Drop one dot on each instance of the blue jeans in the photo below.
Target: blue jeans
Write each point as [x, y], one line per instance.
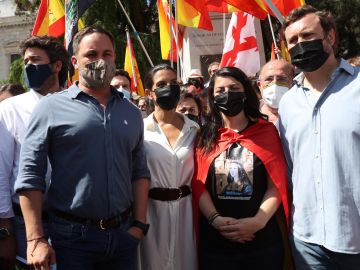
[20, 234]
[309, 256]
[260, 259]
[86, 247]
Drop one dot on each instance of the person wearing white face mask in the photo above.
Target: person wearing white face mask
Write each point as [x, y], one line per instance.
[275, 79]
[122, 82]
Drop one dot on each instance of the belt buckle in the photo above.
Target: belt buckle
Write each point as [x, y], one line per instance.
[180, 193]
[101, 223]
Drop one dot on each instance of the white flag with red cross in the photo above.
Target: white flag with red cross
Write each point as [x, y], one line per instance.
[240, 49]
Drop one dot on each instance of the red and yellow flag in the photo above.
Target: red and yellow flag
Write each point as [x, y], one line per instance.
[50, 19]
[131, 67]
[220, 6]
[193, 13]
[164, 26]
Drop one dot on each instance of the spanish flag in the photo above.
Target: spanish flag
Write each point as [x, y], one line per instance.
[164, 26]
[50, 19]
[193, 13]
[131, 67]
[220, 6]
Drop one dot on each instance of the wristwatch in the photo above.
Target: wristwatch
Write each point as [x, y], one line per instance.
[142, 226]
[4, 232]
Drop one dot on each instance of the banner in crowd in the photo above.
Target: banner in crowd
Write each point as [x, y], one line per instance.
[193, 13]
[74, 9]
[50, 19]
[220, 6]
[164, 27]
[241, 48]
[131, 67]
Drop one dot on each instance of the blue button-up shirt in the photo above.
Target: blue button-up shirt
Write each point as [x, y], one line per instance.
[95, 153]
[321, 139]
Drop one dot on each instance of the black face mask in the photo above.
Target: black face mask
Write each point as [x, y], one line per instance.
[36, 75]
[168, 96]
[195, 83]
[192, 117]
[308, 55]
[230, 103]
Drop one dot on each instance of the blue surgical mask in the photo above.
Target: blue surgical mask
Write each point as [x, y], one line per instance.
[36, 75]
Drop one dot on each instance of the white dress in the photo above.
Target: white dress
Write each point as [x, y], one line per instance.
[170, 242]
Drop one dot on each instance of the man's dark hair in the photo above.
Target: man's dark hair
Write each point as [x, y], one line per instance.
[123, 73]
[327, 21]
[88, 31]
[14, 89]
[53, 48]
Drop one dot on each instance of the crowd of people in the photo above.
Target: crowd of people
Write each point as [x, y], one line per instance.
[201, 175]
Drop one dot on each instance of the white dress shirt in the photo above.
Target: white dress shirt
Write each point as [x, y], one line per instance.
[170, 242]
[14, 117]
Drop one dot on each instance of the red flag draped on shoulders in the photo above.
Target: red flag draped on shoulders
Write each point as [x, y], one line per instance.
[263, 140]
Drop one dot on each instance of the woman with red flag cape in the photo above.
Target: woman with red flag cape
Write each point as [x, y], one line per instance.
[239, 181]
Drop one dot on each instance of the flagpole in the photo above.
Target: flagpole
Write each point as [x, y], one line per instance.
[273, 37]
[275, 10]
[171, 31]
[177, 41]
[131, 56]
[136, 33]
[224, 27]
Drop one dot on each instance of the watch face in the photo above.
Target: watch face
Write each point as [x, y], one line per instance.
[4, 233]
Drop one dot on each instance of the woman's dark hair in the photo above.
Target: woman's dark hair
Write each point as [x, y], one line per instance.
[14, 89]
[149, 77]
[209, 132]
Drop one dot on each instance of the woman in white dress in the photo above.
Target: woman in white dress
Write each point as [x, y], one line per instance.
[169, 143]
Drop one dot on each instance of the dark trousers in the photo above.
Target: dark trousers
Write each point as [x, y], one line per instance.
[260, 259]
[308, 256]
[86, 247]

========================================

Your instructions: Recast every line of the data above as a numbered list, skipping blank lines and leaving the pictures out.

Exercise solution:
1. Drop one dot on each instance of the blue jeans in the photo below.
2. Target: blue jeans
3. Write each point as [x, y], one line per instance.
4. [20, 234]
5. [309, 256]
6. [260, 259]
7. [86, 247]
8. Drop one dot on each instance of the person wearing white face mask in the photo above.
9. Target: person wearing white face mask
10. Write each point as [x, y], one line per instance.
11. [275, 79]
12. [122, 82]
13. Drop one dot on each instance of the belt buckle in the photo above.
14. Target: belt buckle
15. Write each point as [x, y], one line per instance.
16. [180, 193]
17. [101, 223]
18. Drop one dot on each instance of the white flag with red cross in the photo above.
19. Target: white flag with red cross
20. Write each point as [x, y], one line per instance.
21. [240, 49]
22. Drop one dot on each instance of the red and yellow flag in the photo above.
23. Target: red and yellow flag
24. Write each point as [x, y], one line per instance.
25. [50, 19]
26. [131, 67]
27. [220, 6]
28. [193, 13]
29. [164, 26]
30. Drop one dot on each instance of the spanish flag in the photo above.
31. Target: spanish flag
32. Write each point as [x, y], one line per instance.
33. [164, 26]
34. [50, 19]
35. [193, 13]
36. [131, 67]
37. [220, 6]
38. Drop one dot on each instance of the wristwatch in the photo above.
39. Target: wristwatch
40. Write each point as [x, y], one line per instance.
41. [142, 226]
42. [4, 232]
43. Drop one dot on each instance of the banner in crowd in the photo above.
44. Target: banner in crowd
45. Write each point as [x, y], one line per instance.
46. [193, 13]
47. [74, 9]
48. [50, 19]
49. [220, 6]
50. [164, 27]
51. [241, 48]
52. [131, 67]
53. Drop one dot on each instance of the blue button-up shirt in the photo above.
54. Target: blue button-up shirt
55. Write each point as [x, y], one line per instance.
56. [95, 153]
57. [321, 139]
58. Drop one dot on each instance of the black face mask in the photo above.
59. Target: black face mask
60. Write each point as [x, y], one line per instance.
61. [36, 75]
62. [168, 96]
63. [195, 83]
64. [192, 117]
65. [308, 55]
66. [230, 103]
67. Drop one dot on each instance of the blue surgical mask in the photo above.
68. Target: blue surgical mask
69. Write each point as [x, y], one line per instance.
70. [36, 75]
71. Drop one dot on each instance of the white dress in the photo above.
72. Target: white dress
73. Write each point as [x, y], one line per instance.
74. [170, 242]
75. Drop one dot on each instance of the man's dark hair in the photo above.
76. Target: man's dark hair
77. Write each point as [x, y], one line per instance.
78. [123, 73]
79. [327, 21]
80. [88, 31]
81. [14, 89]
82. [53, 48]
83. Drop one dot on each instance of the crowd of people in the photo above.
84. Target: crowd of people
85. Write each point as [x, y], one line per instance.
86. [201, 175]
87. Drop one dot on each instance of the white dress shirt in the photo above.
88. Target: white dress shirt
89. Write each point as [x, y], one line per instance.
90. [170, 242]
91. [14, 117]
92. Drop one dot on each instance of the red flag draped on shoulders in the photo above.
93. Target: red flag draped on shoulders
94. Write each point as [x, y], one line per instance.
95. [263, 140]
96. Drop one dot on each instance of the woman with red flag cape in the photo above.
97. Target: woman with red flag cape
98. Write each point as [x, y], one line per instance.
99. [239, 181]
100. Drop one dot on each instance of the flagpole in the photo above.
101. Target: flagpole
102. Write each point as [x, y], one line per instance.
103. [273, 37]
104. [275, 10]
105. [171, 31]
106. [177, 41]
107. [131, 56]
108. [136, 33]
109. [224, 27]
110. Drop one dot on each instance of the watch face in the photo above.
111. Target: watch face
112. Write each point as [x, y], one line per instance.
113. [4, 233]
114. Drop one dot on each instance of the woman's dark hair in the photo above.
115. Target: woman's dark hair
116. Write each point as [x, y], one line per instance.
117. [14, 89]
118. [149, 77]
119. [209, 132]
120. Drop one dot on each instance of the woman in white dress in the photo above.
121. Target: woman in white dress
122. Write each point as [x, y], one line per instance.
123. [169, 143]
124. Drop one dot on each instance of the dark trousers in the photo above.
125. Target: dark trousers
126. Write each point as [x, y], one line per instance.
127. [260, 259]
128. [308, 256]
129. [86, 247]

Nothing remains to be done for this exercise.